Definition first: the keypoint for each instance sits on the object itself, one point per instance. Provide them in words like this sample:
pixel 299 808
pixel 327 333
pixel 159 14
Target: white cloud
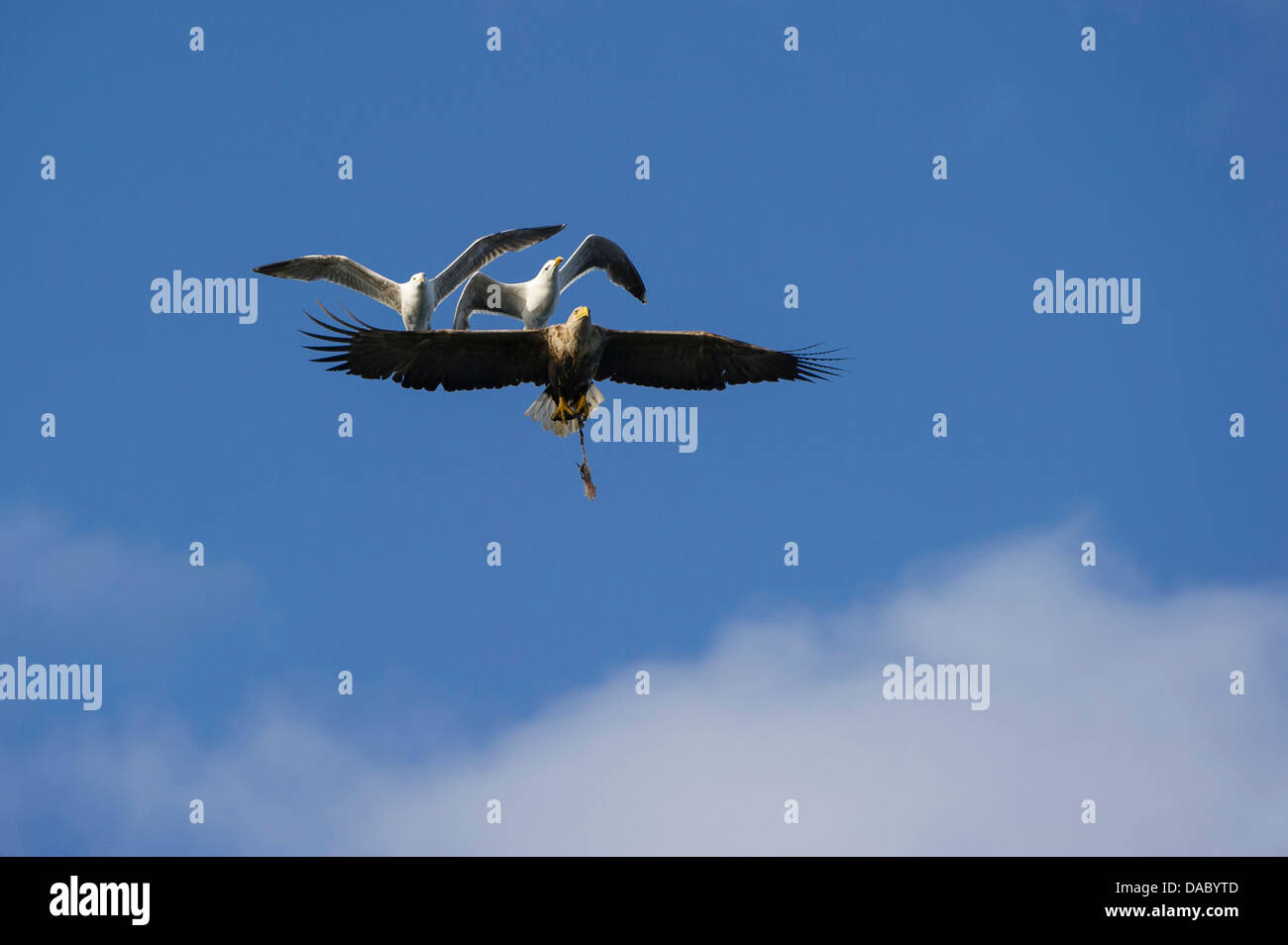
pixel 1119 695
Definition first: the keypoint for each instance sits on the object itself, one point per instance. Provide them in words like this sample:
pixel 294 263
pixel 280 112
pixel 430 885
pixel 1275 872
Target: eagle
pixel 535 301
pixel 416 297
pixel 565 360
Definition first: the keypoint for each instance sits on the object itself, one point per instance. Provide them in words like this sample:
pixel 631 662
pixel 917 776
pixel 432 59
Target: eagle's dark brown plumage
pixel 566 357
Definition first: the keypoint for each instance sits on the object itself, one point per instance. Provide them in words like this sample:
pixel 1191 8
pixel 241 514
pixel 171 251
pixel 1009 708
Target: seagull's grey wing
pixel 480 295
pixel 601 253
pixel 484 250
pixel 342 270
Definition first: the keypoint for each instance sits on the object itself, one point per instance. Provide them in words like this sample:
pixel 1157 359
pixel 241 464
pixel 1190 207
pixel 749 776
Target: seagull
pixel 416 299
pixel 535 300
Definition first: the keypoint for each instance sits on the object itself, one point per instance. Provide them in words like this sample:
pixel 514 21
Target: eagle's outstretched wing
pixel 700 361
pixel 429 360
pixel 601 253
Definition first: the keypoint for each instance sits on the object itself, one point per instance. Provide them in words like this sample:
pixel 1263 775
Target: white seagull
pixel 416 297
pixel 535 300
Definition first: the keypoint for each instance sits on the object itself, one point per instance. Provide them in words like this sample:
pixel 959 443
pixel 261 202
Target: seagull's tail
pixel 542 411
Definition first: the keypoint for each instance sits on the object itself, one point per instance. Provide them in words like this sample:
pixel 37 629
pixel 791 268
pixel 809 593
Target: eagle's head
pixel 580 321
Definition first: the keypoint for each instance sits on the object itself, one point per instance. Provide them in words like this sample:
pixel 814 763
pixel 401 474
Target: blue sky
pixel 767 167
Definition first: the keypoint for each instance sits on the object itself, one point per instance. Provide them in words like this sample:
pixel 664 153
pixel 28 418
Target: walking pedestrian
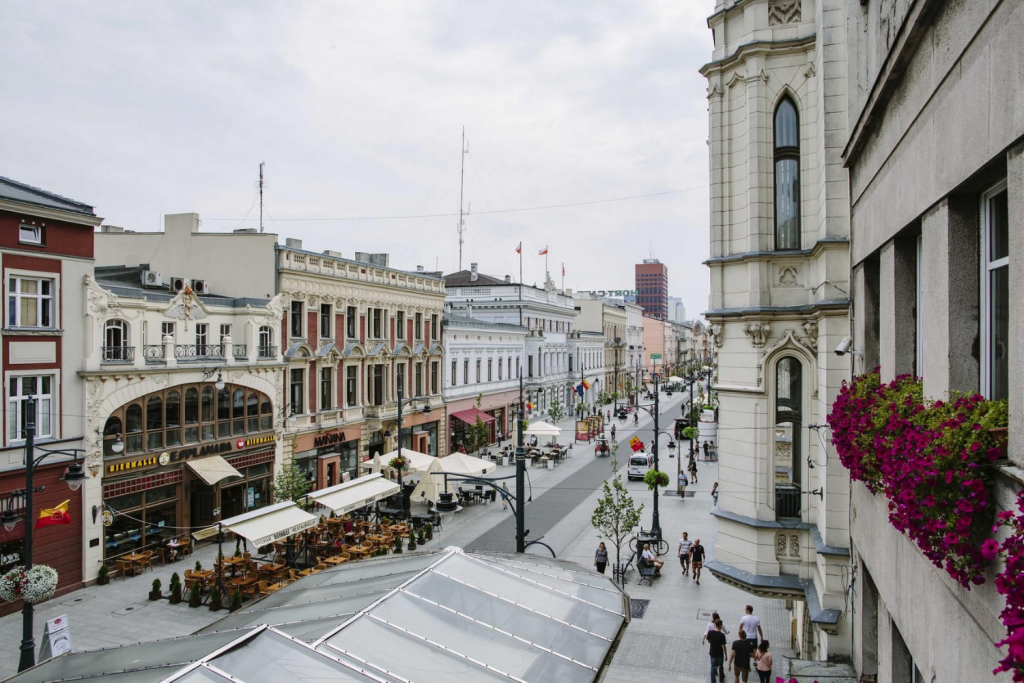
§
→ **Exercise instructions**
Please repeat the part of the records that opens at their very start and closes with the line containing "pixel 1119 695", copying each line word for word. Leave the pictures out of your answer.

→ **Correct response**
Definition first: the keypoint for each instance sits on the object itself, one point per instance. Provide them in words like this sample:
pixel 299 808
pixel 327 333
pixel 159 14
Target: white cloud
pixel 1119 695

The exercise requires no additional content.